Can you avoid using DELETE and instead use DROP ?  I mean, can you
arrange your partitioning such that the things to be dropped are all in
one partition, to handle in bulk ?  That's one of the main reasons for
using partitioning.

(Or, as a worse option, if you need to use DELETE, can you change the
query to DELETE one MID at a time, and loop over MIDs?)

What version of postgres is it ?  Ah, I found that you reported the same thing
at least one other place.  (It'd be useful to include here that information as
well as the prior discussion with other product/vendor).

https://github.com/timescale/timescaledb/issues/5075

In this other issue report, you said that you increased
max_locks_per_transaction.  I suppose you need to increase it further,
or decrease your chunk size.  How many "partitions" do you have
(actually, timescale uses inheritance) ?

-- 
Justin



Re: Advice on best way to store a large amount of data in postgresql

От
Samed YILDIRIM
Дата:
Hi Spiral,

If I were you, I would absolutely consider using table partitioning. There are a couple of questions to be answered.
1. What is the rate/speed of the table's growth?
2. What is the range of values you use for mid columns to query the table? Are they generally close to each other? Or, are they generally closer to the newest rows?
3. What is your speed limitation/expectation for the query execution time?
4. What is the version of PostgreSQL installation you use?

Best regards.
• • •
- _CHALLENGES_:
- 1) In the discussion of table partitioning, which setting does the other issue report say was increased?
- 2) Write the next part of the discussion of table partitioning, starting after its last line.
The records have nothing to do with the discussion of table partitioning.
• • •
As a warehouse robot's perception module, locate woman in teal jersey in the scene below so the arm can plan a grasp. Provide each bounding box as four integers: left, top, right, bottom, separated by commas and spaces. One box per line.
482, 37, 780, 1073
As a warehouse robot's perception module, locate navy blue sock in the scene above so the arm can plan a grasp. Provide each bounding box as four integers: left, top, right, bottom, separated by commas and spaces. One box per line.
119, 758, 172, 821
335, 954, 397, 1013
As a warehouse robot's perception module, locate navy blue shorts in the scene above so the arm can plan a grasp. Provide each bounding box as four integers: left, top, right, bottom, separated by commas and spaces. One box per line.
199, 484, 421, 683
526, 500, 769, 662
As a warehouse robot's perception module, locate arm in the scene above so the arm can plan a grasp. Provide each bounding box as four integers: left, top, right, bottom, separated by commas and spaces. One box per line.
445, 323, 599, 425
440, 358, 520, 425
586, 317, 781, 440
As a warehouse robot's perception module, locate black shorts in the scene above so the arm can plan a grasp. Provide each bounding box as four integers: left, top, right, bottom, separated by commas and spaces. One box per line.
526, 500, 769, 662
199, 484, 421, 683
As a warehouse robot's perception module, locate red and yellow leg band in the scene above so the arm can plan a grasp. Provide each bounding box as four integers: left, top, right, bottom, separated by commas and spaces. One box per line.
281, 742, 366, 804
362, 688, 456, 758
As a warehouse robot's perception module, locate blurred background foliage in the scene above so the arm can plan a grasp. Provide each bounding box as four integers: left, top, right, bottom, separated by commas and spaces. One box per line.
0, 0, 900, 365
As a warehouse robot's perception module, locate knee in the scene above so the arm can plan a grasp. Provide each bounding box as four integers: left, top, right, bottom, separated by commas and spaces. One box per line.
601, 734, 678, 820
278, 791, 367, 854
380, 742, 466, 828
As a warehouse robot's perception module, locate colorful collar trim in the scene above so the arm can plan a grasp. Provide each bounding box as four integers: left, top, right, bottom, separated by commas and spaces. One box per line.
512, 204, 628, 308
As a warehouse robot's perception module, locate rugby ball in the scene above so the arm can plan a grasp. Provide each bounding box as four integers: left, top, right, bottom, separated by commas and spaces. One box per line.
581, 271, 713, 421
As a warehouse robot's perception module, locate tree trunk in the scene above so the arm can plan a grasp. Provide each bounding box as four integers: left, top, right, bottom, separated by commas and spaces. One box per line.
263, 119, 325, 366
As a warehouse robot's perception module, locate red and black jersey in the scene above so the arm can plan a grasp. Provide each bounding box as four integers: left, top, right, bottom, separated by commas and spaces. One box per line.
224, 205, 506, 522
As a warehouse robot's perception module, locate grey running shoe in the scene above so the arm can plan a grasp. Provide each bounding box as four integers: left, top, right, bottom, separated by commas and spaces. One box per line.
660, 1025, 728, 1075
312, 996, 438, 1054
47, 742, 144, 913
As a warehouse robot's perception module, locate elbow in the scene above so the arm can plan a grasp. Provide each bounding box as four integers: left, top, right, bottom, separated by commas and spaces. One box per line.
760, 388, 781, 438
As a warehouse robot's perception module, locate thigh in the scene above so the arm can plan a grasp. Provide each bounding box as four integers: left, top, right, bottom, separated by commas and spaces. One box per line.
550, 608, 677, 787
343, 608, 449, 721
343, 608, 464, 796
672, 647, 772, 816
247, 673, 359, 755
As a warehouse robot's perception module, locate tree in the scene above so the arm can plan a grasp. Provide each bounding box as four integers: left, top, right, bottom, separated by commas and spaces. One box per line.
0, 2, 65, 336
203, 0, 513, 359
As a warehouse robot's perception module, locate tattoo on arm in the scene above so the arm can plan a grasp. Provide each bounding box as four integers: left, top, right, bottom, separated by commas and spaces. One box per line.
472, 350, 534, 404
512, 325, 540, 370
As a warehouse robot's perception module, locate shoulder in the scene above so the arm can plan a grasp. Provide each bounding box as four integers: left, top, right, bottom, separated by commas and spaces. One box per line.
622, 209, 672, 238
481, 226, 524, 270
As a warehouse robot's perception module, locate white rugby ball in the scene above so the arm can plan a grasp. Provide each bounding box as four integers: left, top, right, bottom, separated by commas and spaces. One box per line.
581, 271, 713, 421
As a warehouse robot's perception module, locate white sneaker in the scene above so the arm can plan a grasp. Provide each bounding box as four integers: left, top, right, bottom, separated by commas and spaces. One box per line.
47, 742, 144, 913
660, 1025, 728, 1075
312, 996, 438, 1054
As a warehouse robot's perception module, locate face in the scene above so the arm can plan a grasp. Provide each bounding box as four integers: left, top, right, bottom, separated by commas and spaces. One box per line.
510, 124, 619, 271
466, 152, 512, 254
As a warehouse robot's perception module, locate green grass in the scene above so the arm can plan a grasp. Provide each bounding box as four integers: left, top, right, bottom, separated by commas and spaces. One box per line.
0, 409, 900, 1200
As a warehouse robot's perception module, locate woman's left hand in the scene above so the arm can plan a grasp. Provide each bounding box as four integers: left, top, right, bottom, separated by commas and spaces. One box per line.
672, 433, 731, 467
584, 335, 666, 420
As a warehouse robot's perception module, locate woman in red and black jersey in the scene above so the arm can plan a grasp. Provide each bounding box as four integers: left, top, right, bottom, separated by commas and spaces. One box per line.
• • •
- _RESULTS FOR EACH TASK_:
- 1) max_locks_per_transaction

- 2)
Samed YILDIRIM


On Mon, 9 Jan 2023 at 10:23, spiral <spiral@spiral.sh> wrote:
Hello,

We have a table containing ~1.75 billion rows, using 170GB storage.
The table schema is the following:

messages=# \d messages
                 Table "public.messages"
    Column    |  Type   | Collation | Nullable | Default
--------------+---------+-----------+----------+---------
 mid          | bigint  |           | not null |
 channel      | bigint  |           | not null |
 member       | integer |           |          |
 sender       | bigint  |           | not null |
 original_mid | bigint  |           |          |
 guild        | bigint  |           |          |
Indexes:
    "messages_pkey" PRIMARY KEY, btree (mid)


This table is used essentially as a key-value store; rows are accessed
only with `mid` primary key. Additionally, inserted rows may only be
deleted, but never updated.

We only run the following queries:
- INSERT INTO messages VALUES (...data...);
- SELECT * FROM messages WHERE mid = $1;
- DELETE FROM messages WHERE mid = $1;
- DELETE FROM messages WHERE mid IN ($1...$n);
- SELECT count(*) FROM messages;

For the "IN" query, it is possible for there to be up to 100
parameters, and it is possible that none of them will match an existing
row.

So, the problem: I don't know how to best store this data in
postgres, or what system requirements would be needed.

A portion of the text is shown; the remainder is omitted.